--- THE DATA ---
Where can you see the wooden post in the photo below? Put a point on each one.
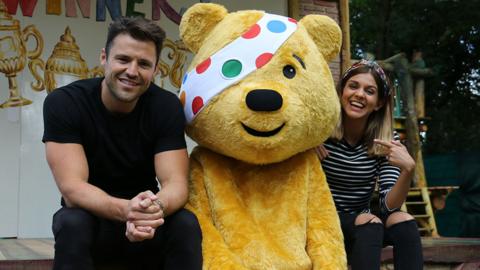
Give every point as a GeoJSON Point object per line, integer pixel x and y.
{"type": "Point", "coordinates": [401, 69]}
{"type": "Point", "coordinates": [420, 97]}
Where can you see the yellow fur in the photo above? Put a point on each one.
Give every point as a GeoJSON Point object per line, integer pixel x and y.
{"type": "Point", "coordinates": [263, 202]}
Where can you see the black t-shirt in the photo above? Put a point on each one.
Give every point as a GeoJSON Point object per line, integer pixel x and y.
{"type": "Point", "coordinates": [119, 149]}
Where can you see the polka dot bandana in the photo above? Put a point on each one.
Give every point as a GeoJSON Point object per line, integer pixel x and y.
{"type": "Point", "coordinates": [249, 52]}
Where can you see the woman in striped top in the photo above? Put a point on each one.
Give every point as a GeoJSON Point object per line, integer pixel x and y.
{"type": "Point", "coordinates": [361, 155]}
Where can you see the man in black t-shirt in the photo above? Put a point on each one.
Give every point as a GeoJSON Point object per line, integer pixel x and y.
{"type": "Point", "coordinates": [107, 142]}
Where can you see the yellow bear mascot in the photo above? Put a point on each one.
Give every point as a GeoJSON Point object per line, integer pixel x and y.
{"type": "Point", "coordinates": [257, 97]}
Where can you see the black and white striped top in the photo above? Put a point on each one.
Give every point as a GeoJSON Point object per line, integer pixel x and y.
{"type": "Point", "coordinates": [352, 174]}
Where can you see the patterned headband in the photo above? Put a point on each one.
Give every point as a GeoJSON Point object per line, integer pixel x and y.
{"type": "Point", "coordinates": [375, 67]}
{"type": "Point", "coordinates": [249, 52]}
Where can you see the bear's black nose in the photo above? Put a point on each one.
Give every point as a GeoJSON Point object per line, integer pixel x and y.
{"type": "Point", "coordinates": [264, 100]}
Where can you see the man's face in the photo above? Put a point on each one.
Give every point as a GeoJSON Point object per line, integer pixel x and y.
{"type": "Point", "coordinates": [129, 69]}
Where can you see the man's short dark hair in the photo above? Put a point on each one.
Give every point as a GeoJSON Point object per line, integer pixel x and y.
{"type": "Point", "coordinates": [138, 28]}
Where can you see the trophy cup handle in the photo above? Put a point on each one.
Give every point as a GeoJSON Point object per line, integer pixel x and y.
{"type": "Point", "coordinates": [30, 30]}
{"type": "Point", "coordinates": [39, 84]}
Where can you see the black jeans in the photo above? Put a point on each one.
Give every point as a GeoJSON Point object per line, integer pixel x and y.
{"type": "Point", "coordinates": [364, 243]}
{"type": "Point", "coordinates": [84, 241]}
---
BRIEF:
A verbatim copy of every entry is wanted; the pictures stay out of it.

RESULT OF THIS TASK:
Where can you see the wooden post in the photo below? Put a point on each one.
Give every point as a GeoJSON Point object per line, integer pixel x and y.
{"type": "Point", "coordinates": [401, 69]}
{"type": "Point", "coordinates": [420, 97]}
Where can you see the yellow fur in the photo above? Put a point on each one.
Give every point as a GeoJSON Point object per line, integer pixel x and y.
{"type": "Point", "coordinates": [263, 202]}
Where can you see the black t-shirt in the photo above? Put a point on each one.
Give every point as a GeoJSON Point object per line, integer pixel x and y.
{"type": "Point", "coordinates": [119, 149]}
Where can you see the polka dot bandana in the photo above? Put a point on each one.
Give every point as a GeoJSON Point object per line, integer pixel x and y.
{"type": "Point", "coordinates": [249, 52]}
Where can you see the woman in striped top in the photo above? Put a point on each one.
Give every point as a GeoJSON Point object per line, integer pixel x and y.
{"type": "Point", "coordinates": [361, 155]}
Where can you see the man in black t-shirt in the photo above? Put a point on each one.
Give every point as a GeoJSON Point object per line, integer pixel x and y.
{"type": "Point", "coordinates": [107, 142]}
Where can you see the yellow bear mascot in the photo above? Put a point on each one.
Give every point as a GeoJSON Point object per line, integer pixel x and y.
{"type": "Point", "coordinates": [257, 97]}
Where can you see the black and white striped top in the photo above? Put a point on each one.
Give every point as a GeoJSON Point object per line, integer pixel x and y.
{"type": "Point", "coordinates": [352, 174]}
Where can you see the patterned headband in the photo above? Put a point on each one.
Give every point as a GeoJSON Point object per line, integer pixel x and y.
{"type": "Point", "coordinates": [375, 67]}
{"type": "Point", "coordinates": [249, 52]}
Where can you see the bear's black nose in the photo above? Put a point on each one.
Give every point as a GeoJSON Point object per line, integer pixel x and y.
{"type": "Point", "coordinates": [264, 100]}
Where can you see the man's face in the photo above? Put a point on each one.
Give every point as a GeoJSON Point object per line, integer pixel x and y.
{"type": "Point", "coordinates": [129, 69]}
Where can you see the man's short dark hair in the photo above? Put a point on each one.
Give every point as a GeoJSON Point object per line, integer pixel x and y.
{"type": "Point", "coordinates": [138, 28]}
Where can you see the trophy cup handle in the photo above? Put a point on each one.
Give every point as a GeoJSON Point object per line, integer pixel x and y.
{"type": "Point", "coordinates": [30, 30]}
{"type": "Point", "coordinates": [39, 84]}
Where can you see the black jeans in the photo above? Put a point on each one.
Give every point as a GeoJSON Point object per line, integer pixel x and y.
{"type": "Point", "coordinates": [364, 243]}
{"type": "Point", "coordinates": [84, 241]}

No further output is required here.